Dataset records about where objects are located
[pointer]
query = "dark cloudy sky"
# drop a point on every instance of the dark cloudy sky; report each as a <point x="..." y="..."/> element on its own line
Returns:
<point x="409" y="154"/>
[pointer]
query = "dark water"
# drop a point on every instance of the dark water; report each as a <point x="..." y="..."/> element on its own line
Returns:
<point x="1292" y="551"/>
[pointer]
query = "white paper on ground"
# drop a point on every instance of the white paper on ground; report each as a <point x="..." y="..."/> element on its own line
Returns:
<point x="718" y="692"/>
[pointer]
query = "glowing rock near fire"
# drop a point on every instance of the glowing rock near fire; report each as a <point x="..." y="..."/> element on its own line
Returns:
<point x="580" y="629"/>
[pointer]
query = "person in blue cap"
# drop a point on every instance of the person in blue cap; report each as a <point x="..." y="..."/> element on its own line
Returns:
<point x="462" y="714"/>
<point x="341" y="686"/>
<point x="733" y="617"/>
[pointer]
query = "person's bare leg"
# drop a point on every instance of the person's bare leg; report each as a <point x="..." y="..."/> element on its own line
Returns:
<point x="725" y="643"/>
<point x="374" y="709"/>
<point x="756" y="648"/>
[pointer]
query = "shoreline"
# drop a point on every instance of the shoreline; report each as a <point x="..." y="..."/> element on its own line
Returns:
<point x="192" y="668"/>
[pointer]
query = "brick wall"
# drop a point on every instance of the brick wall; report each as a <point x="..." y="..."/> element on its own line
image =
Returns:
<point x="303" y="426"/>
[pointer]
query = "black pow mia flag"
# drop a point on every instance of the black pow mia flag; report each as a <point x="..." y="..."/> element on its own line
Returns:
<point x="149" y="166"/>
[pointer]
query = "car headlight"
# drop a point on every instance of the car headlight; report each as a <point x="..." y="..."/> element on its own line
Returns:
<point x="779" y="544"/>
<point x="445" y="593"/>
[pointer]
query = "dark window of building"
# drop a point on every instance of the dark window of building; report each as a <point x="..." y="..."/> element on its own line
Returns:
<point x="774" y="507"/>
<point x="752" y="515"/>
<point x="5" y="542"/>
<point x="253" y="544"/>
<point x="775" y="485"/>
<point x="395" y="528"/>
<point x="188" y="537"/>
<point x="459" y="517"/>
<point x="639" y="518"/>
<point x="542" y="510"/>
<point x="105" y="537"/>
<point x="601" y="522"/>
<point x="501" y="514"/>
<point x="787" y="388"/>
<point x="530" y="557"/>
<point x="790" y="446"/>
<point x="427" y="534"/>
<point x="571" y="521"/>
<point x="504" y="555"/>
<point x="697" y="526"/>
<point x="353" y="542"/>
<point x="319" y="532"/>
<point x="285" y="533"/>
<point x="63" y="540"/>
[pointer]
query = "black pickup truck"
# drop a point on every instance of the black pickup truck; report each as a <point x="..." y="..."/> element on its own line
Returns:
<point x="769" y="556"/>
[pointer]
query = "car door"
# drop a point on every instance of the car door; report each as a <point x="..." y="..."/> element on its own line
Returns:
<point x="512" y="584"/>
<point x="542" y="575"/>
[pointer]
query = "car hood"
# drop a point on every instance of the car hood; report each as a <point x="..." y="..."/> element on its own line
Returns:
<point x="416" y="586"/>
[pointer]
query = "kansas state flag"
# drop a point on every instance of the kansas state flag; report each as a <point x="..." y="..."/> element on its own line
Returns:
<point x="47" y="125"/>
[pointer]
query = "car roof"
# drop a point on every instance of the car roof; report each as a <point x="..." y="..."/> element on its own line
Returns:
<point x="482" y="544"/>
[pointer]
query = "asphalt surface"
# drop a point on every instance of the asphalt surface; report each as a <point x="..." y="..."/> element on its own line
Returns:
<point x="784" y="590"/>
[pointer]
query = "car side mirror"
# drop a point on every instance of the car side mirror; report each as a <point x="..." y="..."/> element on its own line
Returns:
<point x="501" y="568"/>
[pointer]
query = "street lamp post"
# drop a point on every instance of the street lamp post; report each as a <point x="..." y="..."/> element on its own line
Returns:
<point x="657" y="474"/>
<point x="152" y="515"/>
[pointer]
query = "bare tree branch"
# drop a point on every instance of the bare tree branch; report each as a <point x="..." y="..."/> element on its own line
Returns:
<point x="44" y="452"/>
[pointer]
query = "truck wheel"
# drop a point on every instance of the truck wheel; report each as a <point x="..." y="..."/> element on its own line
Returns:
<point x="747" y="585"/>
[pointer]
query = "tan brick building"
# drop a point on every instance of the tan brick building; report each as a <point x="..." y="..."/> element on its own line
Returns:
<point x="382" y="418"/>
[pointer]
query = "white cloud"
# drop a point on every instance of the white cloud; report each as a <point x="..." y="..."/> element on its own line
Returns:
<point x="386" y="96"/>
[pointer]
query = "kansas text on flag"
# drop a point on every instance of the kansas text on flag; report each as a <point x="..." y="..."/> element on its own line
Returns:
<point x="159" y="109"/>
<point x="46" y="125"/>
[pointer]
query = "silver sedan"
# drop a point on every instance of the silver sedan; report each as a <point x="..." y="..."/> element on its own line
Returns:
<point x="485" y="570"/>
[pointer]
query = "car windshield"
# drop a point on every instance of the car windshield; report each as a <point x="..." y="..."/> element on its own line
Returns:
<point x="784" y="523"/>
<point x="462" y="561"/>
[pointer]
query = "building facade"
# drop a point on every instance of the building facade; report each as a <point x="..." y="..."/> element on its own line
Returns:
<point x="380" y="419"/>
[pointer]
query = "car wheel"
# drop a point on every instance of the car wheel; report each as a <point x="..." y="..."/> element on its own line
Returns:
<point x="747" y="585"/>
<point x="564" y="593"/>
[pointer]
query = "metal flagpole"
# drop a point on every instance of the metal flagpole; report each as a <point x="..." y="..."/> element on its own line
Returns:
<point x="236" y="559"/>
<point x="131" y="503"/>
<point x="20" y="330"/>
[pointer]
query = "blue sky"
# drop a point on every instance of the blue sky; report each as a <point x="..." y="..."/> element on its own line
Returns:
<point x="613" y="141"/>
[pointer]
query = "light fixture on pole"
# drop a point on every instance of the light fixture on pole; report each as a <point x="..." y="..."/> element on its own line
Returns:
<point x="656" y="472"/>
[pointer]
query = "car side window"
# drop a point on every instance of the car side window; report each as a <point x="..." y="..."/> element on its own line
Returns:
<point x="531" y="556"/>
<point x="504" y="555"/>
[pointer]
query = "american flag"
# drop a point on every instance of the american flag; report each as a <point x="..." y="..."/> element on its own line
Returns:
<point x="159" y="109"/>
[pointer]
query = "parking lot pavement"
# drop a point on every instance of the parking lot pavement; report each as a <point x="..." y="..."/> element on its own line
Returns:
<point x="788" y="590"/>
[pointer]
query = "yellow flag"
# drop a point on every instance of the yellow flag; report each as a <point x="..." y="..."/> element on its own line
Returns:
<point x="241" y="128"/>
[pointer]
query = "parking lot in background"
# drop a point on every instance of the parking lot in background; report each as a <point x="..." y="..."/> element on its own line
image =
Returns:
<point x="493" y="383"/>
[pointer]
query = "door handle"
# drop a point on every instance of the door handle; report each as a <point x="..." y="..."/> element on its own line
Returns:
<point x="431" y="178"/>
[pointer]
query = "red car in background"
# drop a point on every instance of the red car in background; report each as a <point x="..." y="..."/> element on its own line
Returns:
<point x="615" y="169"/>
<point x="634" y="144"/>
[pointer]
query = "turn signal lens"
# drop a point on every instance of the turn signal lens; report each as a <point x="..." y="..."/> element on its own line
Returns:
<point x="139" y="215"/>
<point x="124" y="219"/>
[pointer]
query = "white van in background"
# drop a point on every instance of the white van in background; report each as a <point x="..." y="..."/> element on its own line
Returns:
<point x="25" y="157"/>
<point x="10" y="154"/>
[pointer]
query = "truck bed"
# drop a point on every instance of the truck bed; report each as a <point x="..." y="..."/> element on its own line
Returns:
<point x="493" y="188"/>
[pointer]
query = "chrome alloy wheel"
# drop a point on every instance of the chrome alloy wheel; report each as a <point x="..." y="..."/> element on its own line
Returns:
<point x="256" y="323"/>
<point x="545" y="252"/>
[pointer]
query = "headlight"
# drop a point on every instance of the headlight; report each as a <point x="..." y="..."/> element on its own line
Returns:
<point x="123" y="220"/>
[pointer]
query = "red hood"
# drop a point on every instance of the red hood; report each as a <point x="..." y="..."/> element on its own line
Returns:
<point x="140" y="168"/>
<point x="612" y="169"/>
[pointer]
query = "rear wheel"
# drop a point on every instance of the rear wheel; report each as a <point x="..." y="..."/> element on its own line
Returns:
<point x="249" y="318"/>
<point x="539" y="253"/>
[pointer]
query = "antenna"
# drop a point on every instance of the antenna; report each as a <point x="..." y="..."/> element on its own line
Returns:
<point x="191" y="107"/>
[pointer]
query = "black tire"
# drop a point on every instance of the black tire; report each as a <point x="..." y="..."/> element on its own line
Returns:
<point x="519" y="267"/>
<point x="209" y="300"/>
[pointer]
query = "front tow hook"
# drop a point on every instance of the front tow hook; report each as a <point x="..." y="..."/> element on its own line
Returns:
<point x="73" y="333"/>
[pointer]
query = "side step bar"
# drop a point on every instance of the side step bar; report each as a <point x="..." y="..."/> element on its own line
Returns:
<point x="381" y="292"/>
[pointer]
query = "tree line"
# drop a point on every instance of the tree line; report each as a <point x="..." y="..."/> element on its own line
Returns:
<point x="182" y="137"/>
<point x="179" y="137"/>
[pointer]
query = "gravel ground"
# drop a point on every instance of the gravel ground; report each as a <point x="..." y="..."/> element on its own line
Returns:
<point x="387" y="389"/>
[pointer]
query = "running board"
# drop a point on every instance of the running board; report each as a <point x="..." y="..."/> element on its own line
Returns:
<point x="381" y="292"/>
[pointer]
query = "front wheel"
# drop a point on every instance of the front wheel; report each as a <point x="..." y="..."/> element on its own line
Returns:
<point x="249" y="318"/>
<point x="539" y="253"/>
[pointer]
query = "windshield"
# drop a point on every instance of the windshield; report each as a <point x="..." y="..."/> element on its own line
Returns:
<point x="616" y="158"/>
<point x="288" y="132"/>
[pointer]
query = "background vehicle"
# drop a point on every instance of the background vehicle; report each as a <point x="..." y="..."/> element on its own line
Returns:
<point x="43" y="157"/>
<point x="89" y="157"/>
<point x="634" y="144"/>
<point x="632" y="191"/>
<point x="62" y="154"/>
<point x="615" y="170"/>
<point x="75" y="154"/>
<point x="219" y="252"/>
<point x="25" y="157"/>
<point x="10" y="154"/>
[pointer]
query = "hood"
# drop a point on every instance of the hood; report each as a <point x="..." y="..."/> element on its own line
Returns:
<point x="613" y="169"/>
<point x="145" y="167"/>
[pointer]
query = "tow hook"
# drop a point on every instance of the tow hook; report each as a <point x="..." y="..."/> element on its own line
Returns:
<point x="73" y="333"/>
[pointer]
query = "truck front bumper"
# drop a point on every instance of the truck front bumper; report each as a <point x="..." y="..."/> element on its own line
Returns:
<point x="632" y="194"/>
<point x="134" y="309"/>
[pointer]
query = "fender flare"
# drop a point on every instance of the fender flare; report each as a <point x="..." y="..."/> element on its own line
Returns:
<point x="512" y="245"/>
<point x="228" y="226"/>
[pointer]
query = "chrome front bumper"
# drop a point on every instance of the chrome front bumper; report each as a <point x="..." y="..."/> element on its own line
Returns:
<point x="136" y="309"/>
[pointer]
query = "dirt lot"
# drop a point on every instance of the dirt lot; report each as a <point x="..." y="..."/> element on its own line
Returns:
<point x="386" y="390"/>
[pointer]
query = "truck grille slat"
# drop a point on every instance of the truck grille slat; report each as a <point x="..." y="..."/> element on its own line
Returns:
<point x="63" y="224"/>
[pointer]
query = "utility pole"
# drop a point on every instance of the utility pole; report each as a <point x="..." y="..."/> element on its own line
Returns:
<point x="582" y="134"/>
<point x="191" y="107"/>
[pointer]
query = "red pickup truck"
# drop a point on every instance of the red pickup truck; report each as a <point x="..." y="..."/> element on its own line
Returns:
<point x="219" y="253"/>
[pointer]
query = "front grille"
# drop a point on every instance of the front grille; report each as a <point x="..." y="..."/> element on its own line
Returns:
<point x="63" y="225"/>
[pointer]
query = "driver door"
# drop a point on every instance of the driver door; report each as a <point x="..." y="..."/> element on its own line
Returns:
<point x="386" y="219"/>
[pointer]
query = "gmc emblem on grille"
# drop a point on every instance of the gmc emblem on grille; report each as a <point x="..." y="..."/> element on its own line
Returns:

▸ WRITTEN TASK
Count the lines in the entries above that contain the word "street", with case mattering, and give only the number.

▸ WRITTEN RESPONSE
2